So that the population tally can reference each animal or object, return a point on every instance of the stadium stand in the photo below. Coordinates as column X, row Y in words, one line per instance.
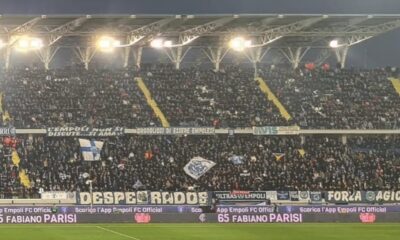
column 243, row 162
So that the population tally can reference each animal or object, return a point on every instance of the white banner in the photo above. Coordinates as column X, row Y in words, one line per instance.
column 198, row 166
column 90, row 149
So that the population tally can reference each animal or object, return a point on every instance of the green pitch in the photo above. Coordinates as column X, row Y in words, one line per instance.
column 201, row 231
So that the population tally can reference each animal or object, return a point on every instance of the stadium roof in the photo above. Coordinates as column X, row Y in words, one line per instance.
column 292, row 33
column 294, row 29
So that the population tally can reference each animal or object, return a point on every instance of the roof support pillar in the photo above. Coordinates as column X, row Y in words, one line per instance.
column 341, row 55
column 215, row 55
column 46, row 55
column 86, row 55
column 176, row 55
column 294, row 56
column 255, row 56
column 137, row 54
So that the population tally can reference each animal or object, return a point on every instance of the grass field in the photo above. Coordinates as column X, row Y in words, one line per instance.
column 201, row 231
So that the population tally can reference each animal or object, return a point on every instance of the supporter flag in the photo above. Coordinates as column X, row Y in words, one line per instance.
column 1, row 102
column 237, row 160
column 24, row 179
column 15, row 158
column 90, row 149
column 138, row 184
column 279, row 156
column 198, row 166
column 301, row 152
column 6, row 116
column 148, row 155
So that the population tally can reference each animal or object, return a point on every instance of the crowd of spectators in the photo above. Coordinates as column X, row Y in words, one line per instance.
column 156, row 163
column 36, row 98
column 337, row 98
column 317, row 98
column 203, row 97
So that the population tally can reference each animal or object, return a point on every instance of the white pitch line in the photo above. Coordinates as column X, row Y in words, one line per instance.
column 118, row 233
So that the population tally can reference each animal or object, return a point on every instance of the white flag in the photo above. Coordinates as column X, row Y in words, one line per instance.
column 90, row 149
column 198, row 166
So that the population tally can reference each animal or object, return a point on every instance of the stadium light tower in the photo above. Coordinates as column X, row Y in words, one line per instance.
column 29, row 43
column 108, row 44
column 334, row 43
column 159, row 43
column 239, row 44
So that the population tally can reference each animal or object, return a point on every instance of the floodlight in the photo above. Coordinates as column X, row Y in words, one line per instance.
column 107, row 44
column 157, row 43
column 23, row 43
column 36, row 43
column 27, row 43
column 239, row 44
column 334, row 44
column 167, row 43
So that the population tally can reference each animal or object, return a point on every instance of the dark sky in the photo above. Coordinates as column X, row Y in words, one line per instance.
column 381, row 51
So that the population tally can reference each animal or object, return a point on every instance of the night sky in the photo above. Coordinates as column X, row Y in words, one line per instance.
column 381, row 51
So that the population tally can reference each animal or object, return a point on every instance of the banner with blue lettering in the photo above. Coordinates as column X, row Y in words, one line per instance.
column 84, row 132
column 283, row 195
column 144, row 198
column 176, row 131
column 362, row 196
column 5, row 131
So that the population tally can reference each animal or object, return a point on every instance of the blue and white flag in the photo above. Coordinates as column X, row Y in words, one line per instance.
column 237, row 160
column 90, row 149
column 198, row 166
--------------------------------
= TASK PROMPT =
Every entry above has to be repeated exactly, apart from its pictures.

= YOUR RESPONSE =
So that the population tally can reference each animal or object, return a point on every instance of the stadium stand in the photo below. Coordinates as column X, row Y in words, one line per instance.
column 243, row 162
So that the population tally can reference each animal or object, return a point on every instance of the white banner in the photo above. Coordinates as column X, row Y in words, one line per instance.
column 198, row 166
column 90, row 149
So that the population tally can reference each animal or object, return a point on every instance of the green pitch in the photo above. Coordinates as column X, row Y in words, one line per instance.
column 201, row 231
So that the population tally can reference each animal or object, return a point on every instance of the stadium roof in the photo above. Coordinates as column X, row Y in words, one line per instance.
column 292, row 33
column 294, row 29
So that the population tally can reference each animal or object, return a point on every instance of the roof support pillar in the photo above. Coordinates as column X, row Y in words, one line per instance.
column 341, row 55
column 215, row 55
column 46, row 55
column 86, row 55
column 176, row 55
column 294, row 56
column 255, row 56
column 137, row 54
So that the population tally can reference each animal or object, return a point on every instance of the grass field in the photo above. Coordinates as column X, row Y in words, one line per instance.
column 201, row 231
So that the population tally can reference each animal or object, return a point on every instance of the supporter flag in the photo above. Coordinates as column X, row Y in words, one line per instance.
column 1, row 102
column 237, row 160
column 24, row 179
column 15, row 158
column 90, row 149
column 138, row 184
column 279, row 156
column 198, row 166
column 301, row 152
column 6, row 116
column 148, row 155
So that the population tally can reference each animal or object, return a point on every instance of the crowd of spectators in the photo above. Coordinates as column X, row Y in words, one line per instance.
column 156, row 163
column 36, row 98
column 337, row 98
column 317, row 98
column 203, row 97
So that the population tally can reference each animal or object, return a point on every instance of the white pitch line in the photo above. Coordinates as column X, row Y in words, one line per instance.
column 118, row 233
So that the population tally can reference each animal or object, return a point on every instance of the white flag in the photo above. Coordinates as column X, row Y in words, one line per instance.
column 90, row 149
column 198, row 166
So that the population tally can reference each animal or object, return a point on every instance of the stadium light tower in the photo above. Coordinates as column X, row Y in words, one line per instance.
column 29, row 43
column 108, row 44
column 334, row 43
column 159, row 43
column 239, row 44
So that the population tally can reference each animal or object, return a point on every instance of the floodlight in the photo above. Coordinates as column X, row Y in words, one line per instance.
column 107, row 44
column 157, row 43
column 23, row 43
column 36, row 43
column 27, row 43
column 239, row 44
column 334, row 44
column 167, row 43
So that the population tally can reference each animal or object, return a point on every instance of the dark sky in the photo above. Coordinates as column X, row Y in words, one line per instance.
column 381, row 51
So that the population tally can reference each animal or object, return a point on every instance of the night sky in the photo above. Coordinates as column X, row Y in words, one line per instance.
column 381, row 51
So that the population tally can reference each animal or object, return a point on every instance of the banner with blue lettering in the photo above. Coordinates as column X, row Y in words, one line per instance.
column 84, row 132
column 283, row 195
column 144, row 198
column 176, row 131
column 362, row 196
column 5, row 131
So that the population tally can reference each animal or object, return a point on every instance of the blue and white flag in the photo above. Coordinates as column X, row Y in words, one line per instance.
column 237, row 160
column 90, row 149
column 198, row 166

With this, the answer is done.